__Testo fornito__
++++++++++

Dal canto suo, l’Environment Agency – al fine di sapere in quale momento i rifiuti sono da considerarsi riciclati – sosteneva che:
- da un lato, una sostanza non cessa di essere un rifiuto per il solo fatto che è posseduta da una persona diversa dal produttore originario e che tale persona non ha lei stessa l'intenzione o l'obbligo di disfarsene;
- dall'altro, sebbene i rifiuti non cessino necessariamente di essere tali solo perché si può affermare che sono stati sottoposti a un'operazione di recupero, la descrizione di talune di queste operazioni potrebbe tuttavia consentire di determinare in quale momento un materiale cessa di essere un rifiuto (così, a titolo di esempio, riteneva che non vi fosse motivo di mantenere i controlli di gestione dei rifiuti su materiali che sono già stati utilizzati per la produzione di energia […)
In conlusione, l’agenzia per l’ambiente non riteneva che le attività di un'azienda quale la Mayer Parry porti al riciclaggio perchè, in qualità di produttore, essa effettuerebbe solamente operazioni di pretrattamento o altre operazioni che modificano la natura o la composizione dei rifiuti contenenti metallo trattati. (vedi testo sentenza Mayer-Parry).
La Corte di Giustizia, dopo aver sottolineato il rapporto fra le due direttive “chiamate in causa” (la direttiva 94/62 dev'essere considerata una legge speciale – lex specialis – rispetto alla direttiva 75/442 cosicché le sue disposizioni prevalgono su quelle di quest'ultima direttiva nei casi che essa intende specificamente disciplinare), ha stabilito quanto segue, partendo dalla seconda questione.
In base alla definizione di riciclaggio, sottolinea la Corte, il rifiuto di imballaggio dev'essere sottoposto a «un ritrattamento in un processo di produzione», il quale implica che il rifiuto di imballaggio dev'essere manipolato per produrre un nuovo materiale o per fabbricare un prodotto nuovo.
In questo senso, il riciclaggio si distingue nettamente da altre operazioni di recupero o di trattamento dei rifiuti previsti dalla normativa comunitaria, quali il recupero di materie prime e di composti di materie prime, il pretrattamento, il miscuglio o altre operazioni che mutano solo la natura o la composizione di detti rifiuti
Inoltre, un rifiuto può essere considerato riciclato solo se è stato sottoposto a un ritrattamento tale da ottenere un materiale nuovo o un prodotto nuovo «ai fini della sua funzione originaria»: in sostanza, il rifiuto dev'essere trasformato nel suo stato originario per poter, eventualmente, essere utilizzato per una funzione identica a quella che aveva inizialmente il materiale all'origine del rifiuto.
Detto in altri termini: un rifiuto di imballaggio contenente metallo dev'essere considerato riciclato quando è stato sottoposto a un ritrattamento nell'ambito di un processo finalizzato alla produzione di un nuovo materiale o a fabbricare un prodotto nuovo dalle caratteristiche paragonabili a quelle del materiale di cui era costituito il rifiuto, per poter essere riutilizzato per la produzione di imballaggi contenenti metallo.

++++++++++

__Materiale raccolto__
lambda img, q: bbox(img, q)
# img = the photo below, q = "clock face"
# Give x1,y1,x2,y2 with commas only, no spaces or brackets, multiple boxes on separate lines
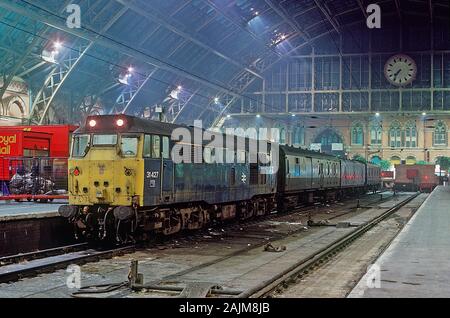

++++++++++

__Consegna 1__
Nel testo sulla sentenza Mayer Parry, riscrivi in forma più breve il paragrafo che inizia con "In base alla definizione di riciclaggio", mantenendone i fatti principali.
__Consegna 2__
Rispondi in base al testo sulla sentenza Mayer Parry.
(a) Quale direttiva è considerata lex specialis rispetto alla direttiva 75/442?
(b) Da quale questione parte la Corte di Giustizia nelle sue decisioni?
(c) Secondo l'Environment Agency, una sostanza cessa di essere un rifiuto per il solo fatto che è posseduta da una persona diversa dal produttore originario?
__Consegna 3__
Traduci in inglese questa frase del testo sulla sentenza Mayer Parry: "Detto in altri termini: un rifiuto di imballaggio contenente metallo dev'essere considerato riciclato quando è stato sottoposto a un ritrattamento nell'ambito di un processo finalizzato alla produzione di un nuovo materiale o a fabbricare un prodotto nuovo dalle caratteristiche paragonabili a quelle del materiale di cui era costituito il rifiuto, per poter essere riutilizzato per la produzione di imballaggi contenenti metallo."

__Soluzione 1__
Secondo la Corte, la definizione di riciclaggio richiede che il rifiuto di imballaggio subisca «un ritrattamento in un processo di produzione», cioè che venga manipolato per produrre un nuovo materiale o fabbricare un prodotto nuovo.

__Soluzione 2__
(a) La direttiva 94/62.
(b) Dalla seconda questione.
(c) No, non cessa di essere un rifiuto per questo solo fatto.

__Soluzione 3__
In other words: metal-containing packaging waste must be considered recycled when it has undergone reprocessing as part of a process aimed at producing a new material or manufacturing a new product with characteristics comparable to those of the material the waste was made of, so that it can be reused for the production of metal-containing packaging.